_Page:_
--------------------------------------------------

In step 535, the computer 130 evaluates the analysis data to determine the location of the collars based on the levels obtained in the calibration procedure of step 505. For example it may be determined during the calibration procedure that the scan level from the pitting sensors 255 is above four when a collar 157 is detected but otherwise it stays below four when tubing 125 with pitting is detected. In this example, the computer 130 would search the analysis data for data sequences above four and would mark these sequences as containing collars. Minor fluctuations in the scan levels could cause the analysis data to go above and below a scan level of four during the analysis phase The computer 130 could also be programmed to evaluate this situation and determine if two collars have been located or one collar having multiple peaks over a scan level of four have been detected.

In step 540, a counter variable D is set equal to zero. The counter variable D represents the depth that the tubing 125 was at within the well 175. The computer 130 designates the first collar 157 located in the analysis data as having a scan level above a predetermined level as zero feet of depth in step 545. In another exemplary embodiment, the depth of the first collar 157 located by the computer 130 in the analysis data can be input and can be other than zero feet. In another exemplary embodiment positional data can be retrieved from the encoder 115 or other positional sensor to determine the depth of the first collar 157. In step 550, the computer 130 analyzes the analysis data to determine the position of the next collar 157 in the analysis data by analyzing the scan levels from the pitting sensor 255. The computer 130 adds the length of the tubing 125 that was input by the operator or detected by the encoder 115 to the current length D in step 555. For example, if the first collar 157 was at zero feet and the tubing 125 is in thirty foot lengths, then the new depth is thirty feet.

--------------------------------------------------

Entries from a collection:
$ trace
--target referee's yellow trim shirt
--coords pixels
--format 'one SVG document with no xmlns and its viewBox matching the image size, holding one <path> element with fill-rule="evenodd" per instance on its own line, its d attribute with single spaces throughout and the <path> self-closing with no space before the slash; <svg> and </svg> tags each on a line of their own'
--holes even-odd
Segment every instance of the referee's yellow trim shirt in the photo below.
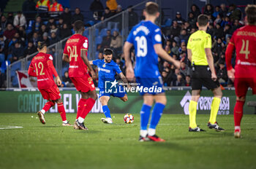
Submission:
<svg viewBox="0 0 256 169">
<path fill-rule="evenodd" d="M 192 51 L 192 63 L 195 65 L 208 66 L 206 48 L 211 49 L 211 35 L 203 31 L 193 33 L 188 41 L 187 49 Z"/>
</svg>

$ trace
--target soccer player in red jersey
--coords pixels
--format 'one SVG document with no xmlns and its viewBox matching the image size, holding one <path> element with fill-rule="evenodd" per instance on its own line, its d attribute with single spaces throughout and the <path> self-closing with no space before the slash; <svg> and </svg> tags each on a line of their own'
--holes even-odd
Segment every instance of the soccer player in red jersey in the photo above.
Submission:
<svg viewBox="0 0 256 169">
<path fill-rule="evenodd" d="M 62 59 L 69 63 L 69 76 L 82 95 L 78 102 L 74 128 L 88 130 L 84 126 L 84 119 L 94 106 L 97 95 L 87 68 L 94 79 L 96 75 L 87 58 L 88 39 L 83 36 L 85 30 L 83 23 L 81 20 L 75 21 L 74 30 L 75 34 L 67 41 Z"/>
<path fill-rule="evenodd" d="M 46 54 L 46 44 L 42 42 L 38 42 L 37 50 L 39 53 L 33 58 L 30 63 L 29 74 L 37 77 L 37 87 L 42 98 L 49 101 L 42 109 L 37 112 L 39 120 L 42 124 L 45 124 L 45 113 L 56 103 L 58 111 L 62 119 L 62 125 L 70 126 L 71 125 L 67 121 L 66 111 L 61 99 L 61 93 L 53 78 L 53 74 L 57 79 L 58 85 L 61 84 L 53 66 L 53 56 Z"/>
<path fill-rule="evenodd" d="M 226 50 L 227 75 L 234 81 L 236 103 L 234 108 L 235 138 L 241 137 L 240 123 L 248 87 L 256 95 L 256 5 L 245 9 L 247 25 L 237 29 L 233 34 Z M 232 67 L 233 51 L 236 48 L 235 68 Z"/>
</svg>

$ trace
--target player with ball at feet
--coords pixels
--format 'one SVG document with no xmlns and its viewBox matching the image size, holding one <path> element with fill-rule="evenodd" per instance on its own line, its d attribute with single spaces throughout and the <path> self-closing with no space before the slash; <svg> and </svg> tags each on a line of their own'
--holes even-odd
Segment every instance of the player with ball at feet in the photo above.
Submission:
<svg viewBox="0 0 256 169">
<path fill-rule="evenodd" d="M 143 12 L 146 20 L 133 27 L 124 44 L 124 53 L 127 66 L 127 77 L 133 79 L 135 76 L 136 82 L 143 96 L 143 104 L 140 110 L 140 141 L 165 141 L 156 135 L 156 127 L 161 118 L 166 104 L 166 97 L 162 90 L 162 80 L 158 68 L 158 56 L 171 62 L 177 68 L 180 62 L 171 58 L 162 47 L 161 31 L 159 26 L 154 24 L 159 16 L 158 4 L 148 2 Z M 132 45 L 135 49 L 136 65 L 133 70 L 129 56 L 129 50 Z M 148 89 L 157 87 L 157 90 Z M 149 128 L 147 126 L 150 117 L 150 111 L 154 102 L 156 102 L 152 111 Z"/>
</svg>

--------------------------------------------------

_Tasks and exercises:_
1. Output the full passage on locating tubing collars, word for word.
2. Pull out every line in the records that contains the string "Segment". Matching is case-sensitive.

_Responses:_
1.
In step 535, the computer 130 evaluates the analysis data to determine the location of the collars based on the levels obtained in the calibration procedure of step 505. For example it may be determined during the calibration procedure that the scan level from the pitting sensors 255 is above four when a collar 157 is detected but otherwise it stays below four when tubing 125 with pitting is detected. In this example, the computer 130 would search the analysis data for data sequences above four and would mark these sequences as containing collars. Minor fluctuations in the scan levels could cause the analysis data to go above and below a scan level of four during the analysis phase The computer 130 could also be programmed to evaluate this situation and determine if two collars have been located or one collar having multiple peaks over a scan level of four have been detected.

In step 540, a counter variable D is set equal to zero. The counter variable D represents the depth that the tubing 125 was at within the well 175. The computer 130 designates the first collar 157 located in the analysis data as having a scan level above a predetermined level as zero feet of depth in step 545. In another exemplary embodiment, the depth of the first collar 157 located by the computer 130 in the analysis data can be input and can be other than zero feet. In another exemplary embodiment positional data can be retrieved from the encoder 115 or other positional sensor to determine the depth of the first collar 157. In step 550, the computer 130 analyzes the analysis data to determine the position of the next collar 157 in the analysis data by analyzing the scan levels from the pitting sensor 255. The computer 130 adds the length of the tubing 125 that was input by the operator or detected by the encoder 115 to the current length D in step 555. For example, if the first collar 157 was at zero feet and the tubing 125 is in thirty foot lengths, then the new depth is thirty feet.

2.
Segment every instance of the referee's yellow trim shirt in the photo below.
Segment every instance of the soccer player in red jersey in the photo above.
Segment every instance of the player with ball at feet in the photo above.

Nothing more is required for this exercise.